Your task
Show each line of the rows below that contains the word "roof", copying every such line in full.

Records provided

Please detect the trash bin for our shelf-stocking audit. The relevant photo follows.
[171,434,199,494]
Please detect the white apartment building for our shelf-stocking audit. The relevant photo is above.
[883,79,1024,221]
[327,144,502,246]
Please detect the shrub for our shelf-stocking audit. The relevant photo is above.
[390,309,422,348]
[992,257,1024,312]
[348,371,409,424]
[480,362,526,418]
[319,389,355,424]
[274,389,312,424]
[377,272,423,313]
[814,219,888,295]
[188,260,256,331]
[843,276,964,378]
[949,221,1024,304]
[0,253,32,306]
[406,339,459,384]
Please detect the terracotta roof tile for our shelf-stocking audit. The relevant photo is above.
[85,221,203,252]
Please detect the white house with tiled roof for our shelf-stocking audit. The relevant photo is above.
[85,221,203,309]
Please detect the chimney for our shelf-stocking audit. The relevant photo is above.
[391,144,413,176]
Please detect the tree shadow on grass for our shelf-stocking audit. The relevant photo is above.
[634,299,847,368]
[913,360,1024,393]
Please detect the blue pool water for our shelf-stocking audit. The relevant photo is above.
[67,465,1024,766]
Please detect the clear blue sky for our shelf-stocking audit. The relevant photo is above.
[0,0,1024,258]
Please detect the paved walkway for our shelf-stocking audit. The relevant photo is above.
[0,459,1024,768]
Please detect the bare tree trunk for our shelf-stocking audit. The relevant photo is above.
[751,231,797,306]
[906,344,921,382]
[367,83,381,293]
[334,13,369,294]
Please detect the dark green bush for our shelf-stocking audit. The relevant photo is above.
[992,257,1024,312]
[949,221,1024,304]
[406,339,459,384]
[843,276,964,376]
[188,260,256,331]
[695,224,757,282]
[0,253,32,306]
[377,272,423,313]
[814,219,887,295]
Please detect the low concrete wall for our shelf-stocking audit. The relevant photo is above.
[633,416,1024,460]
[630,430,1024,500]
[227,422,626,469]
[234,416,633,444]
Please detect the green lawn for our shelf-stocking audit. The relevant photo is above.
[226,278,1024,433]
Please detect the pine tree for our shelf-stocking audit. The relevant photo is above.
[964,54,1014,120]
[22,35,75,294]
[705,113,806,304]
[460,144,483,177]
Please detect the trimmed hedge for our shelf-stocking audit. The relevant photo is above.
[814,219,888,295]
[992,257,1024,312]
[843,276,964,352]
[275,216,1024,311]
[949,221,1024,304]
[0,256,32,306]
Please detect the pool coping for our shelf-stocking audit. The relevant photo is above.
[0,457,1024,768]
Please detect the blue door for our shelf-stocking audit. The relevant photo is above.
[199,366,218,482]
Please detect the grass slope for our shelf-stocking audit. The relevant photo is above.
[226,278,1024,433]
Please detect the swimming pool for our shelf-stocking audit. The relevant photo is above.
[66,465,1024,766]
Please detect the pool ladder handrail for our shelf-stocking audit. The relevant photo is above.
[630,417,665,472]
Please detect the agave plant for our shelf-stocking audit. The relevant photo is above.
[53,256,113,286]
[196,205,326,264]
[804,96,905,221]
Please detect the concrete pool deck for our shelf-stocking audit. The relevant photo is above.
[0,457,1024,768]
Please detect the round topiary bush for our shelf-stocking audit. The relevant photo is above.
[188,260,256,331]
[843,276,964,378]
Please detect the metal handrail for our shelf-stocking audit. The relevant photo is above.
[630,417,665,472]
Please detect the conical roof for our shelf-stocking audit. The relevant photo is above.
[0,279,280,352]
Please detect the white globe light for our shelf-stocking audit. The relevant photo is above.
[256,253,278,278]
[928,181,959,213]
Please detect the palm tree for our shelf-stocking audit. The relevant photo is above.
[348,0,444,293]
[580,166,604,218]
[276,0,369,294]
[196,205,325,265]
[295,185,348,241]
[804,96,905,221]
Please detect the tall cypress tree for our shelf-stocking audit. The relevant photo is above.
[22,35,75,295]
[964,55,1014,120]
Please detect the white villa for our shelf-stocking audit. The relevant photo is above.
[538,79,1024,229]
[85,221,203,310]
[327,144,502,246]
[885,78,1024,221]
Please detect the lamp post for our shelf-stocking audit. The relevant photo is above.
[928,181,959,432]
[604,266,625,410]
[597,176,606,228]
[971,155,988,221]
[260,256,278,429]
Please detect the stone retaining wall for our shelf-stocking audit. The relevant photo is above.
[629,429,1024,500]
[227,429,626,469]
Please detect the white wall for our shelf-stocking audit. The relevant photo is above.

Task response
Please detect the terracotta roof tile for our shelf-stocking audit. The relevant photo is above.
Please detect the white house with tiled roof for our shelf-stocking audit. The relevant photo is above.
Please detect the conical roof for our shelf-stocking audit. The relevant photo is above.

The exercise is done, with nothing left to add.